**Recorded data**
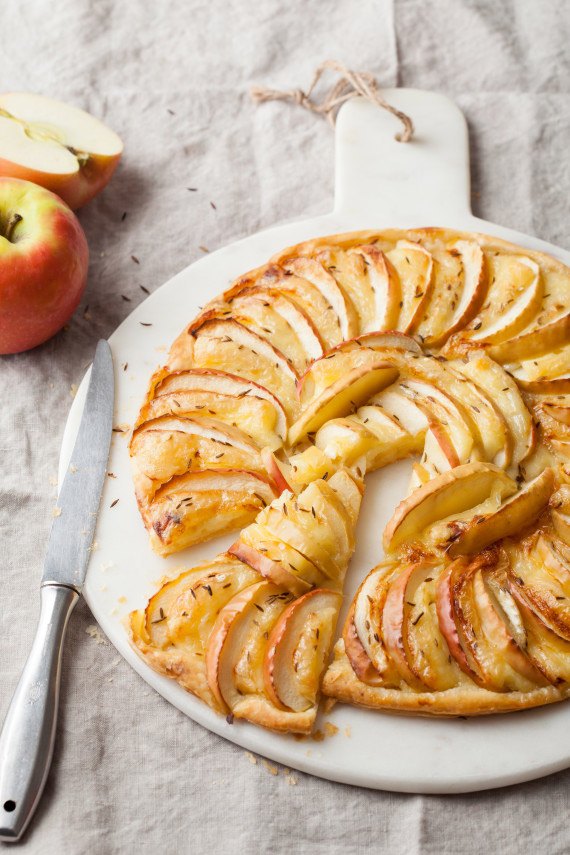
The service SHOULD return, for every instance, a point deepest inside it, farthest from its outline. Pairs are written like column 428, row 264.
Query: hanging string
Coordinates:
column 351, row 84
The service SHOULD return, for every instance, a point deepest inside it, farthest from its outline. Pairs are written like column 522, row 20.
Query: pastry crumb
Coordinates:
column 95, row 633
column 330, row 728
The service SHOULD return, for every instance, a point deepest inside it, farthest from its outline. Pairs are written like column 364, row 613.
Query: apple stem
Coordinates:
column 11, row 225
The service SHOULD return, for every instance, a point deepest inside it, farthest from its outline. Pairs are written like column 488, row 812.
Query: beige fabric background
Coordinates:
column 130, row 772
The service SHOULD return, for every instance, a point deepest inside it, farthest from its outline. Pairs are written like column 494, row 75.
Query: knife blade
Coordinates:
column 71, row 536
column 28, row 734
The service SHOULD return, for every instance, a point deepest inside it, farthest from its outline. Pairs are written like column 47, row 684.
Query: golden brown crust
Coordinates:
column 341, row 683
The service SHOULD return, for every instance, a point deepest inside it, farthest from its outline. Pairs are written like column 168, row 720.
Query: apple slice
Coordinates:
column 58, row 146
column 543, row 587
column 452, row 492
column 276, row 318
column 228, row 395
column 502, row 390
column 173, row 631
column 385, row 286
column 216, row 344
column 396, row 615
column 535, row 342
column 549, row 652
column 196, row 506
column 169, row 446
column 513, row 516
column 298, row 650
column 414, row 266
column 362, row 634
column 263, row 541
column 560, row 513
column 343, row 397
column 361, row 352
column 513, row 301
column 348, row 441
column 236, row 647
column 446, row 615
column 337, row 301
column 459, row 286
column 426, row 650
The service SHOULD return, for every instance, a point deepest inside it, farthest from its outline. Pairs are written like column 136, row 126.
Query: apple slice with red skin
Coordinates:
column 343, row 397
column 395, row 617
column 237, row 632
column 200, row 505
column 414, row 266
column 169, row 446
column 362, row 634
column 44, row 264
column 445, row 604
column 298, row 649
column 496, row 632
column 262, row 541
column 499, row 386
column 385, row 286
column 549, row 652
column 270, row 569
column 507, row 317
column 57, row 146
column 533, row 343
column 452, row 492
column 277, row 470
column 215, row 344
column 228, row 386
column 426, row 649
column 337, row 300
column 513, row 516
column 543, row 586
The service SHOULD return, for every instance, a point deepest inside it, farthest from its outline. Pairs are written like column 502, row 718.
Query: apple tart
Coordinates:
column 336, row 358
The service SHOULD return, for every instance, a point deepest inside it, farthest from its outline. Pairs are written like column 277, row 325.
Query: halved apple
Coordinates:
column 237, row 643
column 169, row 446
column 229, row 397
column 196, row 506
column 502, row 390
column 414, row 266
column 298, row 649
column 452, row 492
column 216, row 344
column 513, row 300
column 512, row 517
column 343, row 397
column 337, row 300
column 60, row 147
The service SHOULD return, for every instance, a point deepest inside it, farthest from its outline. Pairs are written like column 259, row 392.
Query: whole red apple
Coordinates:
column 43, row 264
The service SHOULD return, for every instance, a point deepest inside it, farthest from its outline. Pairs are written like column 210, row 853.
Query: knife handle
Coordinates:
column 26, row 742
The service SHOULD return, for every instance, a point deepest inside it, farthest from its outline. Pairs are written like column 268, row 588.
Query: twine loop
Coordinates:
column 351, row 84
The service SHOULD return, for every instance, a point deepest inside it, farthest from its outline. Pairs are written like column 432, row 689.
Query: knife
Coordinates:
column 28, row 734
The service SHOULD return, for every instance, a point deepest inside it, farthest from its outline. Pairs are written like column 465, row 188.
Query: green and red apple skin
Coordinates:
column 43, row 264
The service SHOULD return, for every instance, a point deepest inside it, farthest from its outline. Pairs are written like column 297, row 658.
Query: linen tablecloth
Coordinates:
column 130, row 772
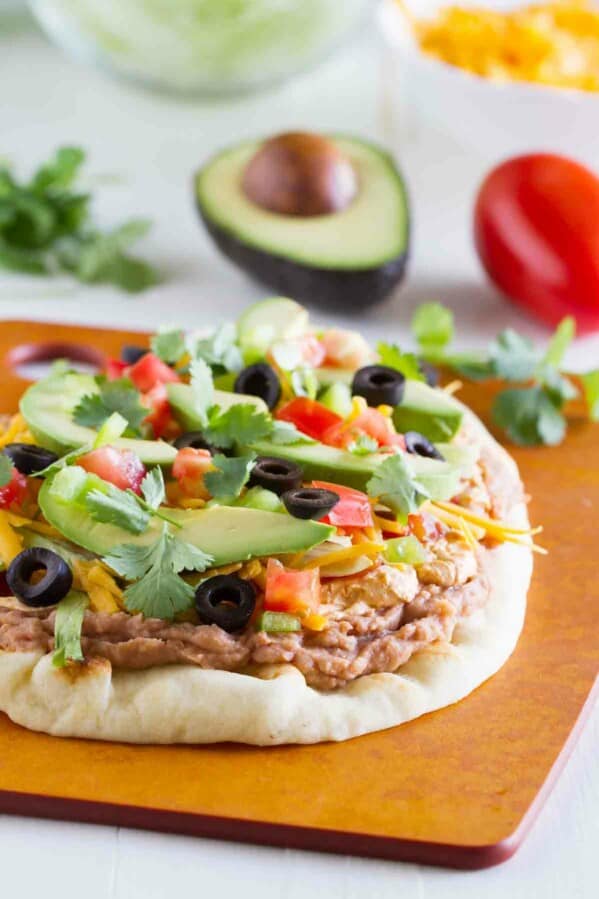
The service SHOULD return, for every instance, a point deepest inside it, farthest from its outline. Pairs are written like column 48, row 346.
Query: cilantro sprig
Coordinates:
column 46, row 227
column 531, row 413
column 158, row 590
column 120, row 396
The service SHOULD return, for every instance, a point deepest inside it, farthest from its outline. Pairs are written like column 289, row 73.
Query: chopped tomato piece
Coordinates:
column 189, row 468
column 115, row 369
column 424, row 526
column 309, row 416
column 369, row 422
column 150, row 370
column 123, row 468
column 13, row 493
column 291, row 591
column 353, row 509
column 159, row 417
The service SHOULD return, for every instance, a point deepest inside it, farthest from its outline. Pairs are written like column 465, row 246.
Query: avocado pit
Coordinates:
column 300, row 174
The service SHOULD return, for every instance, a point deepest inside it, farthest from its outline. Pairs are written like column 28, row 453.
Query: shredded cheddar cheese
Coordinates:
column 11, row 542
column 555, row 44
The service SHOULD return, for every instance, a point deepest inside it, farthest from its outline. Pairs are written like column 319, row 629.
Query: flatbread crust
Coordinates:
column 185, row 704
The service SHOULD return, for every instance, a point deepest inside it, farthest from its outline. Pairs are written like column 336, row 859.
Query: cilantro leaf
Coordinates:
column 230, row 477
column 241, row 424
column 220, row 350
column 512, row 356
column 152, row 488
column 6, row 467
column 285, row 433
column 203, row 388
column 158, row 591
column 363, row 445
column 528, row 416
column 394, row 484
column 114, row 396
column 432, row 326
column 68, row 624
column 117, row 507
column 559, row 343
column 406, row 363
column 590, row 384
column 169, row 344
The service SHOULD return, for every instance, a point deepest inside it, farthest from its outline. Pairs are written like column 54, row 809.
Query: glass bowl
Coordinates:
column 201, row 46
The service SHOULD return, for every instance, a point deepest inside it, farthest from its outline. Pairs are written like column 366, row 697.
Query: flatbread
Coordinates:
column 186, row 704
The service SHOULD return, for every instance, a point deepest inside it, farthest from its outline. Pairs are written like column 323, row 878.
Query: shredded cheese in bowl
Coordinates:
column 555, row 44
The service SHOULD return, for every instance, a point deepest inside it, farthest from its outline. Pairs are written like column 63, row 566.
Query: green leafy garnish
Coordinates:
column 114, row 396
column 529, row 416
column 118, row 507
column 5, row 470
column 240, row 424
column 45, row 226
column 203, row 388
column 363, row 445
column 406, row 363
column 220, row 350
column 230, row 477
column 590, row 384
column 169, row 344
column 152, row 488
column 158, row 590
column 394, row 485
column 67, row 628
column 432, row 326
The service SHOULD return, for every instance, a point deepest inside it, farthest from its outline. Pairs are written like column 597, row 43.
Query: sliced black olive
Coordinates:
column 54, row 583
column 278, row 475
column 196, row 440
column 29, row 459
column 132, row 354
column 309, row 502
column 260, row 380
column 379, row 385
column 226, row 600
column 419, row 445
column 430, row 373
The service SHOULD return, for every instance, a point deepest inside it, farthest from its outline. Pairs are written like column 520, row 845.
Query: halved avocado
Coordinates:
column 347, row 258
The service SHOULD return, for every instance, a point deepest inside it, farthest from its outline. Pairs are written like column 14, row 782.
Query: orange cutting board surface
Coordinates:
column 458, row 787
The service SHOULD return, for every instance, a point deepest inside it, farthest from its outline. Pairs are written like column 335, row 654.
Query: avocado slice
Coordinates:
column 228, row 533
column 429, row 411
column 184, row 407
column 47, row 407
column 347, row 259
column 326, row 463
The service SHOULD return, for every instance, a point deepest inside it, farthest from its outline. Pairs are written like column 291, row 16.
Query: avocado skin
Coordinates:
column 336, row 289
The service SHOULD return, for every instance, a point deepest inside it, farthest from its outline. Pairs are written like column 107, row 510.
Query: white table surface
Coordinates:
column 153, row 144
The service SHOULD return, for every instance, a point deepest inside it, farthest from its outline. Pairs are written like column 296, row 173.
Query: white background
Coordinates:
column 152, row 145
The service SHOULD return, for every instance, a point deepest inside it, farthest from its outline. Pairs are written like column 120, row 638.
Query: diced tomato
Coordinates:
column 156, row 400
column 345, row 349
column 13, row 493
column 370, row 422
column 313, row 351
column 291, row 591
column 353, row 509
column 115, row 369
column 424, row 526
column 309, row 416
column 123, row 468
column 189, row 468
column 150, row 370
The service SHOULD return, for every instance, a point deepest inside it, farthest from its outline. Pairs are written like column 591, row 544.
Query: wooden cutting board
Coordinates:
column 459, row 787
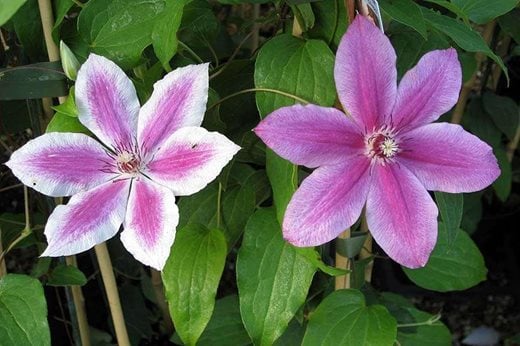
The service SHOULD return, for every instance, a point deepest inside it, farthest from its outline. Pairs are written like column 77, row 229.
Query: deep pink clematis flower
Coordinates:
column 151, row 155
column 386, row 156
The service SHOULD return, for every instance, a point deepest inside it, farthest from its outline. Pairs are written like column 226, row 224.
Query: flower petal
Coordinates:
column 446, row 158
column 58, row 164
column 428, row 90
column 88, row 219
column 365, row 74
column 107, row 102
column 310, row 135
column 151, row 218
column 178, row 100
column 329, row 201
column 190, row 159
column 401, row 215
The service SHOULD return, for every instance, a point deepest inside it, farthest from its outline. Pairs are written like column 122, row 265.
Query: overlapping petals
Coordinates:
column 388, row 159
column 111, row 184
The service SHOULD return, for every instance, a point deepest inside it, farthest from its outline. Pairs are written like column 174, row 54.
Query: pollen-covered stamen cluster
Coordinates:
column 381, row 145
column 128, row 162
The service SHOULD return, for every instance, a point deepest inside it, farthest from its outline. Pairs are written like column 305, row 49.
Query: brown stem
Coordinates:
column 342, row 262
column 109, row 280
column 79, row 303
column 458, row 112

--

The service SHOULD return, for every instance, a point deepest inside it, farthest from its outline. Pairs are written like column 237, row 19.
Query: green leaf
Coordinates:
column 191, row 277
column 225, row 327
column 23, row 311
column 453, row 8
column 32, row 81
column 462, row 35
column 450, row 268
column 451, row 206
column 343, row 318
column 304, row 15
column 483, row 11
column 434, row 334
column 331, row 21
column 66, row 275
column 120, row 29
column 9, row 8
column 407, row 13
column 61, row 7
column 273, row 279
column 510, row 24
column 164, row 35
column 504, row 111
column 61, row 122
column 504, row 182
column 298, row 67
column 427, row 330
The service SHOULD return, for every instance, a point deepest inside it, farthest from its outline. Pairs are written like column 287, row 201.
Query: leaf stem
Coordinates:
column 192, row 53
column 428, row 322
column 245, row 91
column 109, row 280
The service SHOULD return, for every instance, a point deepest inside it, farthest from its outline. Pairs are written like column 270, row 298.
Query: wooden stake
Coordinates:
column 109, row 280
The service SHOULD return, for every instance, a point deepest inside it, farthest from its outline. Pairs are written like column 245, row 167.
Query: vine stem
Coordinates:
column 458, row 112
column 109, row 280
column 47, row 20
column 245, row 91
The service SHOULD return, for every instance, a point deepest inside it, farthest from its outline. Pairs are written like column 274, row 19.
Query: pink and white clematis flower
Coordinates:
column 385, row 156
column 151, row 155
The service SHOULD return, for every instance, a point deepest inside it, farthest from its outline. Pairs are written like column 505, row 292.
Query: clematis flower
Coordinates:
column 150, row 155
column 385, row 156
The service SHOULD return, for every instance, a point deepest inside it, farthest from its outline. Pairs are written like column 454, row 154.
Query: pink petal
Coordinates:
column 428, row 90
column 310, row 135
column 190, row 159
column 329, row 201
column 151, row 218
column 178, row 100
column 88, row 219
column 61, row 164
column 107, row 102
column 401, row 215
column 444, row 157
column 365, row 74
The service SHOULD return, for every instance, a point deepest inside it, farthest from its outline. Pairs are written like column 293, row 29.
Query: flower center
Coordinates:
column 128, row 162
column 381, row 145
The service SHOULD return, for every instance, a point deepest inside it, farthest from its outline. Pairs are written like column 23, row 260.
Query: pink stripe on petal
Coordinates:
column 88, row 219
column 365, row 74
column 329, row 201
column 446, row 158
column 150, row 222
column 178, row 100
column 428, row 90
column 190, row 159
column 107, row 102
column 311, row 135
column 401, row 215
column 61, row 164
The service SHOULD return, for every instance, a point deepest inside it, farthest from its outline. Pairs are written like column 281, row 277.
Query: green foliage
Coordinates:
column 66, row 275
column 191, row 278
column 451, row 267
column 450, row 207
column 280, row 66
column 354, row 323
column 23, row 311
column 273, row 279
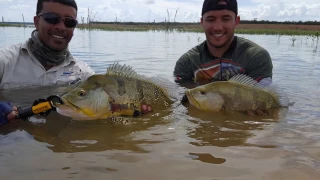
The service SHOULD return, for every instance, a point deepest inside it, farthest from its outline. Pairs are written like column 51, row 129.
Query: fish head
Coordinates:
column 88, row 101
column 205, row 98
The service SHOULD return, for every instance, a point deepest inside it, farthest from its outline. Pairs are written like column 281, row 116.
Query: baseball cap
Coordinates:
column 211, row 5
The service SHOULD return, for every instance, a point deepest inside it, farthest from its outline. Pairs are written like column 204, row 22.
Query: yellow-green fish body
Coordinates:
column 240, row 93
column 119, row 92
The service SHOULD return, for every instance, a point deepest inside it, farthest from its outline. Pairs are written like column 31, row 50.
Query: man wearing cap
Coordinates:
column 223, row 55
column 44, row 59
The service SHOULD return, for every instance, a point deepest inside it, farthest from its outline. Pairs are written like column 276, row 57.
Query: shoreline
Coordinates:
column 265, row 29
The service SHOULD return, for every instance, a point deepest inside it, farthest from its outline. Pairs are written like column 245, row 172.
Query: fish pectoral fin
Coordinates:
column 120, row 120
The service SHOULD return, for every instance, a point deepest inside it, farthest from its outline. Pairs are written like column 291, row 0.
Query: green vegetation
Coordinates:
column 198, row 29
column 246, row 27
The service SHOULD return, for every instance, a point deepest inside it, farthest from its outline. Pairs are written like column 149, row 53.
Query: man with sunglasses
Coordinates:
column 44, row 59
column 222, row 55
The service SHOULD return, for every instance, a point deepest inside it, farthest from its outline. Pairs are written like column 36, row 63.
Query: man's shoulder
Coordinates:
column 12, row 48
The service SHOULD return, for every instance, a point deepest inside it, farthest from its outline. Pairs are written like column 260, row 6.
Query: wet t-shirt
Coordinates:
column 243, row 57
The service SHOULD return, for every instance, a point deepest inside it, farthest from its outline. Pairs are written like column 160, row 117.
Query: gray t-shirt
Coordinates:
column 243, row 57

==

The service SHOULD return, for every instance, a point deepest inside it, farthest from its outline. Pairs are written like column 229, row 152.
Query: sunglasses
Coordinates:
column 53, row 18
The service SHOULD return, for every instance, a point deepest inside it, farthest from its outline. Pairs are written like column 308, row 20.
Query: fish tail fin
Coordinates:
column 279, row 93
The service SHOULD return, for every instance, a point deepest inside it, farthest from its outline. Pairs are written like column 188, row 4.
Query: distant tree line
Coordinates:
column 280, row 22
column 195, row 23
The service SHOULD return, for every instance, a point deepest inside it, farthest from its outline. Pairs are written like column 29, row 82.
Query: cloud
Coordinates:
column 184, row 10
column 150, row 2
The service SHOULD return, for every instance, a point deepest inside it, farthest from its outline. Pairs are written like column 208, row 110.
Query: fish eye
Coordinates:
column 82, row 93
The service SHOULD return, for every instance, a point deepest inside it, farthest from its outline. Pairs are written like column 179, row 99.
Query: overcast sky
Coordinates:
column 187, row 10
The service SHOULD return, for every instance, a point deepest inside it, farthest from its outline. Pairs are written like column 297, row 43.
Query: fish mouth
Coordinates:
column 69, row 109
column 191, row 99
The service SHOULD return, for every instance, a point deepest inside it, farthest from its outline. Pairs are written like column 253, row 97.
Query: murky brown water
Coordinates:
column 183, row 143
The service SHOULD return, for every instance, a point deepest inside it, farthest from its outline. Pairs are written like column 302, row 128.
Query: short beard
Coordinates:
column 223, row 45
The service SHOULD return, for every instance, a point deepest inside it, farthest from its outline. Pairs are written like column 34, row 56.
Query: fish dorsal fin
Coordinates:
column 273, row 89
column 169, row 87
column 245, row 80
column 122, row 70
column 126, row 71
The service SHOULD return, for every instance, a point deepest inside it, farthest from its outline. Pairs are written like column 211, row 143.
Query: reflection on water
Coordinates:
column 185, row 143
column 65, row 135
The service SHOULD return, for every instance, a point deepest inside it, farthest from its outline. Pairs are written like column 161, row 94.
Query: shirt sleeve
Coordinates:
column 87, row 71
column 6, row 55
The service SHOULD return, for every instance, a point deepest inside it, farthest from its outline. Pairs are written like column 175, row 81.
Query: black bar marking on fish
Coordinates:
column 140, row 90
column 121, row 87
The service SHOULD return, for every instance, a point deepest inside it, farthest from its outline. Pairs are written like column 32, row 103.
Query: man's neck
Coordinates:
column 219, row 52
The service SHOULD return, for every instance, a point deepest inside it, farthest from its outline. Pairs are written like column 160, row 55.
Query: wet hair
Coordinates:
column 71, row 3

**Task**
Throughout the data above, copy all lines where the word "cutting" is found.

**Expected answer**
Query: orange cutting board surface
Query: wooden cutting board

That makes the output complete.